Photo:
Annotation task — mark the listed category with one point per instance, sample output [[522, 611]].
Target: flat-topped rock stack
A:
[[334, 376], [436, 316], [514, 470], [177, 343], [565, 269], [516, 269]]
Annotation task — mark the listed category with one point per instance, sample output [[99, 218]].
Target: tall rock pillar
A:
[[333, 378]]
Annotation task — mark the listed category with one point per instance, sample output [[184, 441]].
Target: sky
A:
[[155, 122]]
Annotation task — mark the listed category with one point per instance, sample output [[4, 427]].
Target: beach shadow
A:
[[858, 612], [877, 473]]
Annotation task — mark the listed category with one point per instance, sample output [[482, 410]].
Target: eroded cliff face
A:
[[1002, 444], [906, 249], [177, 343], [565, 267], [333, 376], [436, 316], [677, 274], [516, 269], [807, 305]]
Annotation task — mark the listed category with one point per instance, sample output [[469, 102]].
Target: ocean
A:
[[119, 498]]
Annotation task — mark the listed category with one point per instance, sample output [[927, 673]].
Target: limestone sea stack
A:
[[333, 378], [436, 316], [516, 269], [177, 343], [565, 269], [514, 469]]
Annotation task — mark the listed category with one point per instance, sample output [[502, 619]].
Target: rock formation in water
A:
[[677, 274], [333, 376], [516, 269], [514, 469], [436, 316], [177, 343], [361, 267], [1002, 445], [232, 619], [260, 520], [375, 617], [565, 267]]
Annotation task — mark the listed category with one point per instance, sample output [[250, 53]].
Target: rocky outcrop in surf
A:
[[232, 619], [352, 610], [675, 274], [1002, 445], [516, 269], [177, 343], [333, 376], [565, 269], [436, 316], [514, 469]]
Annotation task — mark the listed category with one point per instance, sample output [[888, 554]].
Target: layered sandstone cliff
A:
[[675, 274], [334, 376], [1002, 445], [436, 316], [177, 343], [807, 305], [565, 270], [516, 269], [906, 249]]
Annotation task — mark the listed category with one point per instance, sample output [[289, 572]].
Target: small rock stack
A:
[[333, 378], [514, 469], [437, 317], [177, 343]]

**Exercise:** Could you reproduce the listing lines from the one containing "output [[482, 410]]." through the one containing "269], [514, 469]]", inclusive, with "Target" renamed to "Label" and everything else unchanged?

**Task solution:**
Annotation task — mark the listed category with one point per instance, sample output [[482, 410]].
Label: eroded cliff face
A:
[[1002, 444], [906, 249], [177, 343], [565, 267], [333, 376], [436, 316], [677, 274], [516, 269], [807, 305]]
Annotation task — mark the listed category with one point per instance, sample output [[469, 102]].
Label: ocean
A:
[[119, 498]]
Annotation task — mark the listed category with one point per instance, sample output [[927, 673]].
Label: limestone sea stack
A:
[[333, 378], [436, 316], [516, 269], [177, 343], [565, 269], [514, 469]]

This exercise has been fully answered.